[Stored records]
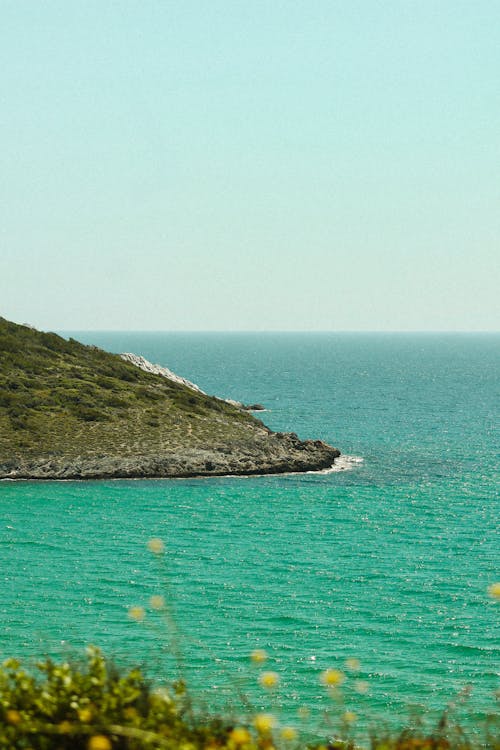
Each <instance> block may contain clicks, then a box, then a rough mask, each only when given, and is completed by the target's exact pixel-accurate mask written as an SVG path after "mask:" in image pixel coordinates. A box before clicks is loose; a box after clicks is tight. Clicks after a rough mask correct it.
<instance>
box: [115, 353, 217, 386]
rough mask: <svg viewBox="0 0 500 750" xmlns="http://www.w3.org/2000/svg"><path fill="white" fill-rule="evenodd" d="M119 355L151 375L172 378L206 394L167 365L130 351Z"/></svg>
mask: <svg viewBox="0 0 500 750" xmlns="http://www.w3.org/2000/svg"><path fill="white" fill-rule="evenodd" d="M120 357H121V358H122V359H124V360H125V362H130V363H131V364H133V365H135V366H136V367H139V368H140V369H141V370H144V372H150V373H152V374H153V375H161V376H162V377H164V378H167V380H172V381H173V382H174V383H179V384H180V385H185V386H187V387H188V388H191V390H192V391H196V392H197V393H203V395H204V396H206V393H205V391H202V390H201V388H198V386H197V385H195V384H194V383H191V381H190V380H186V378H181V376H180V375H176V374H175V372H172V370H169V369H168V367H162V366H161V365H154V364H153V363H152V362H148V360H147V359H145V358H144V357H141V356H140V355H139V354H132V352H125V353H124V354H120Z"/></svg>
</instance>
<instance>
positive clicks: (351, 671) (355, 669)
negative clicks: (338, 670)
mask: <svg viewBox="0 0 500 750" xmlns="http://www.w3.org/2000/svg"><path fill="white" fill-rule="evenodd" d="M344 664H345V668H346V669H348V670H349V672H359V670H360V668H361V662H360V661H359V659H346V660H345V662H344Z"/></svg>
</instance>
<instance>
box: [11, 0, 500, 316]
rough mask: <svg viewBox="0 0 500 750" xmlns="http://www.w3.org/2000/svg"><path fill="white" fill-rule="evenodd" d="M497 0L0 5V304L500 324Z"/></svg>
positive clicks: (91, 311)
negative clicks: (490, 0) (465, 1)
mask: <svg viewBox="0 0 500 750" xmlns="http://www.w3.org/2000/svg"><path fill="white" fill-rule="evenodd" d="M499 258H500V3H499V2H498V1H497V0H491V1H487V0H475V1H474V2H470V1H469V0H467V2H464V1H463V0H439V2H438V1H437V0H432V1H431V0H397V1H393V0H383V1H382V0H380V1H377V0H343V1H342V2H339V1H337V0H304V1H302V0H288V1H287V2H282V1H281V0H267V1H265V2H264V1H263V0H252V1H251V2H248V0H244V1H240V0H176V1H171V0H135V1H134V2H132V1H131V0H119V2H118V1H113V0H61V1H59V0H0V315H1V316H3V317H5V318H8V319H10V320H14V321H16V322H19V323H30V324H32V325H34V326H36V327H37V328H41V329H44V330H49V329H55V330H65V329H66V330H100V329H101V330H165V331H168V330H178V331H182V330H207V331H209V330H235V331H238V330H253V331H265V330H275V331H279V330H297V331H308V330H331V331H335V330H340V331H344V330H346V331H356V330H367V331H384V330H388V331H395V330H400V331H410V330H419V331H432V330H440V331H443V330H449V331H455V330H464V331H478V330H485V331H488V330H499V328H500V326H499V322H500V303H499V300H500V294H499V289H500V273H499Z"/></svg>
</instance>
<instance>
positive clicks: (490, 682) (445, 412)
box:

● What is required
The lines you return should be those above that contain the word "positive", every one of them.

● Response box
positive clicks: (351, 671) (355, 669)
positive clicks: (91, 311)
positive clicks: (490, 682) (445, 412)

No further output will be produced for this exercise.